Saved entries:
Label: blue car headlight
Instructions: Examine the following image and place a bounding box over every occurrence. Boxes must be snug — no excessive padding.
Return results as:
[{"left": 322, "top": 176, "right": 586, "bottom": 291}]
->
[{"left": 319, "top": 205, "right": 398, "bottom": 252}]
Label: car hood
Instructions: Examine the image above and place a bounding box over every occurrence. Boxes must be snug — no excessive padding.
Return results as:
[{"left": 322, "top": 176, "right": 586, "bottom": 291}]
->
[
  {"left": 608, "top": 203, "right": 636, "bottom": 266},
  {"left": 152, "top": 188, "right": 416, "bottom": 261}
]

* * *

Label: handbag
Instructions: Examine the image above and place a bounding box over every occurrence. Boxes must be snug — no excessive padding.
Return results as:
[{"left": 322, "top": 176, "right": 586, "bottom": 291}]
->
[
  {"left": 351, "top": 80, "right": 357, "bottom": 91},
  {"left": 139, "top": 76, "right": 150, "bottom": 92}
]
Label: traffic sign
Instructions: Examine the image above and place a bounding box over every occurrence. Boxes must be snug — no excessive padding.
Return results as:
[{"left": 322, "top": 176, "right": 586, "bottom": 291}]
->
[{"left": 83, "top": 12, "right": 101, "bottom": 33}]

_Task item_. Give back precisely the lines above that start at the line containing "Label: blue car headlight" and end at the line containing "Label: car hood", inclusive. No other lines belong in the output.

_Answer to the problem_.
Label: blue car headlight
Instructions: Examine the following image and place a bounding box over every occurrence. Boxes must be snug — no excessive padding.
Return results as:
[{"left": 322, "top": 176, "right": 586, "bottom": 291}]
->
[{"left": 319, "top": 205, "right": 398, "bottom": 252}]
Label: car hood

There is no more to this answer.